# Reicht eine 25mbit Leitung für 4k Filme mit hdr über Netflix?



## Viking30k (5. November 2018)

*Reicht eine 25mbit Leitung für 4k Filme mit hdr über Netflix?*

Hi wollte mir hdr Filme ansehen über eine 25mbit telekom leitung packt die das oder habe ich damit kein Spaß am Film?


----------



## teachmeluv (5. November 2018)

*AW: Reicht eine 25mbit Leitung für 4k Filme mit hdr über Netflix?*

Soweit ich weiß, reicht dafür auch eine 16mbit Leitung locker aus. Notfalls das Netflix FAQ checken. Aber bei 25mbit mache ich mir da keine Sorgen


----------



## manimani89 (5. November 2018)

*AW: Reicht eine 25mbit Leitung für 4k Filme mit hdr über Netflix?*

nicht ganz da der wert schwanken wird. wenn du immer konstant 25mbit hast reichts gerade noch ansonnsten brauchst du mehr mbit. bei mir brauche ich 35mbit max wegen schwankungen


----------



## Incredible Alk (5. November 2018)

*AW: Reicht eine 25mbit Leitung für 4k Filme mit hdr über Netflix?*



Viking30k schrieb:


> Reicht eine 25mbit Leitung für 4k Filme mit hdr?


Nein.



Viking30k schrieb:


> über Netflix?


Ja.


Hintergrund: 4K+HDR in voller Qualität hat Bitraten, die im Mittel weit über 25 MBit liegen - da ist eher etwas zwischen 50 und 100 MBit üblich.
Da aber erstens die große Mehrheit der Menschen keine derartig schnellen verbindungen zu ihrem TV haben (weder Leitungsgeschwindigkeit noch WLAN-Geschwindigkeit) und die Leute in der breiten Masse Null Ahnung von Technik haben und die entstehende Ruckelorgie auf Netflix schieben würden muss Netflix hier hart einbremsen.

Bereitgestellte Datensätze —
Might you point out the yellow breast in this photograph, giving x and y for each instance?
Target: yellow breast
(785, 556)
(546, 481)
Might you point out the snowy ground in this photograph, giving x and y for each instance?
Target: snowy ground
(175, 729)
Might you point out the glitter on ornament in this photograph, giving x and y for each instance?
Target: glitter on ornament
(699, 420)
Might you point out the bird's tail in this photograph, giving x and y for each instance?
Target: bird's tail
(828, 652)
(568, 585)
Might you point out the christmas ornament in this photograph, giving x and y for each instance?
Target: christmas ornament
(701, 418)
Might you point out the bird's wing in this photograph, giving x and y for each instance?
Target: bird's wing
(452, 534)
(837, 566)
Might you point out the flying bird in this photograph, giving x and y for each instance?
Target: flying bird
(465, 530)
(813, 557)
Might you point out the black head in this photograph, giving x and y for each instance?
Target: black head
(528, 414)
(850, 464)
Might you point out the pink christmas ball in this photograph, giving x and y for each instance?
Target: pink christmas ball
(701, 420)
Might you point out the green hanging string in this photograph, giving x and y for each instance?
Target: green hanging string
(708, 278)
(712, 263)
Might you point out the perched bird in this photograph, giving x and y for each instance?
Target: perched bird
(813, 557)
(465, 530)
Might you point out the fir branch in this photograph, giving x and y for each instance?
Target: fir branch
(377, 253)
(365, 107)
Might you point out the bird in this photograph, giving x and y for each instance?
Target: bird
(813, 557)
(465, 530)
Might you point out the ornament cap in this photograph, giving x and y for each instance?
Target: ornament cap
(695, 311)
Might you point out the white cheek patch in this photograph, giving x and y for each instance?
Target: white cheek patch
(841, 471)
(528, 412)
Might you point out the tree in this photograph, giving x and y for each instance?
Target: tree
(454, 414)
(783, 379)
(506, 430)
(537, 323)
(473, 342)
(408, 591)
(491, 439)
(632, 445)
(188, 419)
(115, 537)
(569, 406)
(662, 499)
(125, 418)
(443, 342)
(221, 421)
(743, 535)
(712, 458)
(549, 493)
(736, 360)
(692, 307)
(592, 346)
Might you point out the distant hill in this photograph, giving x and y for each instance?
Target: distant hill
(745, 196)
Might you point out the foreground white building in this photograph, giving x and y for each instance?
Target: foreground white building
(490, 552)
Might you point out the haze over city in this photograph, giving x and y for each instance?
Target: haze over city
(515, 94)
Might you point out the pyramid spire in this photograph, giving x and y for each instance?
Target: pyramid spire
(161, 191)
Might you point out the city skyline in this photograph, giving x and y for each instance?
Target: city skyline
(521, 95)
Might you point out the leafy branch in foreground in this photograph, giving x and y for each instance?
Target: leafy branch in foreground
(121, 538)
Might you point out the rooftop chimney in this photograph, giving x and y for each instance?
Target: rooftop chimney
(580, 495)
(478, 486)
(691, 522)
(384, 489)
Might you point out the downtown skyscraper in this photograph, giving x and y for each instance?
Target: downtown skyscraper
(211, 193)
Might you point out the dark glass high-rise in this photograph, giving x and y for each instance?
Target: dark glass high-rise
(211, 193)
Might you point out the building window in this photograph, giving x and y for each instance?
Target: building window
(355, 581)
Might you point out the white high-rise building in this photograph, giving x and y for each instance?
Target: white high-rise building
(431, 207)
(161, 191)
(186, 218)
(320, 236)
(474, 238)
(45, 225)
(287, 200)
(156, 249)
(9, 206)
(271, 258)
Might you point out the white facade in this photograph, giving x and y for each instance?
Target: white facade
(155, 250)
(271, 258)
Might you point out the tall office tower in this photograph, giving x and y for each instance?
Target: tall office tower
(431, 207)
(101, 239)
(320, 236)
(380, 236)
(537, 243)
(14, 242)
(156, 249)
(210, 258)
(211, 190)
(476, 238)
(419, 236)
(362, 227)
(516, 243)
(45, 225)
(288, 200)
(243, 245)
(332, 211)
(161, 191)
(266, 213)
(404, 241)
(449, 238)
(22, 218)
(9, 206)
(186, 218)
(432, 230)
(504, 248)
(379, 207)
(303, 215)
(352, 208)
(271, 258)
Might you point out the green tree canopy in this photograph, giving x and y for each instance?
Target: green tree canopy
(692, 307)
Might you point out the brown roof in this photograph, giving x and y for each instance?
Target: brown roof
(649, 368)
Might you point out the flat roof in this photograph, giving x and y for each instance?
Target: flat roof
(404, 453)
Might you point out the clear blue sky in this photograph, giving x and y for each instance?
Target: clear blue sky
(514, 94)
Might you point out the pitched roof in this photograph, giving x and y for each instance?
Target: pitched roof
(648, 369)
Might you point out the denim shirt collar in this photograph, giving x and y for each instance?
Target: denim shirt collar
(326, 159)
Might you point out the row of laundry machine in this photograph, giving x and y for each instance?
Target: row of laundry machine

Gestellte Aufgaben —
1. Aktualisiere den Abschnitt aus dem Thread über 4K-Streaming bei Netflix, der bei "Hi wollte mir" beginnt und bei "teachmeluv (5. November 2018)" endet, indem du darin "Spaß" durch "Freude" ersetzt.
2. Welche Bitraten sind laut Incredible Alk im Thread über 4K-Streaming bei Netflix für 4K+HDR in voller Qualität üblich?
3. Schreibe den Thread über 4K-Streaming bei Netflix im Anschluss an seinen letzten Satz weiter.
Die Datensätze sind eigenständiges Material und gehören nicht zum Thread über 4K-Streaming bei Netflix.

Antworten je Aufgabe —
1.
Hi wollte mir hdr Filme ansehen über eine 25mbit telekom leitung packt die das oder habe ich damit kein Freude am Film?


----------



## teachmeluv (5. November 2018)

2. Üblich ist eher etwas zwischen 50 und 100 MBit.

3.
Bedeutet: Was du an Netflix-Daten bekommst ist stark komprimiert. FullHD würde in voller Quali ~30 MBit/s benötigen, bei Netflix reichen 5 MBit. UHD geht an die 100 MBit rauf, Netflix empfiehlt 25 MBit. Sollten deine 25 also wirklich immer stabil voll ankommen reicht das für die runterkomprimierte netflix-Variante von "4K" aus. 

Erwarte daher auch bitte nicht, dass 4K über Netflix wirklich volle Qualität ist - das ist es bei weitem nicht. "Netflix-4K" ist qualitativ eher vergleichbar mit einer FullHD-BluRay (da sind die Datenraten auch vergleichbar).


----------



## warawarawiiu (5. November 2018)

*AW: Reicht eine 25mbit Leitung für 4k Filme mit hdr über Netflix?*



Incredible Alk schrieb:


> Nein.
> 
> 
> Ja.
> ...



Finde ich eher nicht. ^^
Finde dass Ergebnis in Netflix 4k beeindruckend... Weit beeindruckender als eine 1080p blue ray. 

Im übrigen sehe ich keinen Unterschied zwischen einer blueray uhd 4k (avengers, planet Erde 2) und Netflix 4k hdr.....
Sieht fuer mich beides gleichermaßen beeindruckend aus. 

Gab auch mal einen Artikel wo Netflix 4k mit 4k uhd blue ray verglichen wurde. Fazit war eindeutig: Unterschied verschwindend gering und fuer Otto normal nichtmal sichtbar...


----------



## Incredible Alk (5. November 2018)

*AW: Reicht eine 25mbit Leitung für 4k Filme mit hdr über Netflix?*

Auf nem entsprechenden 4K-Bildschirm sage ich dir mit 99%tiger Sicherheit ob das Bild aus einer UHD-Bluray kommt oder von netflix.
Du hast aber Recht damit, dass die allerallermeisten leute den Unterschied nicht sehen. Deswegen funktioniert der Trick ja.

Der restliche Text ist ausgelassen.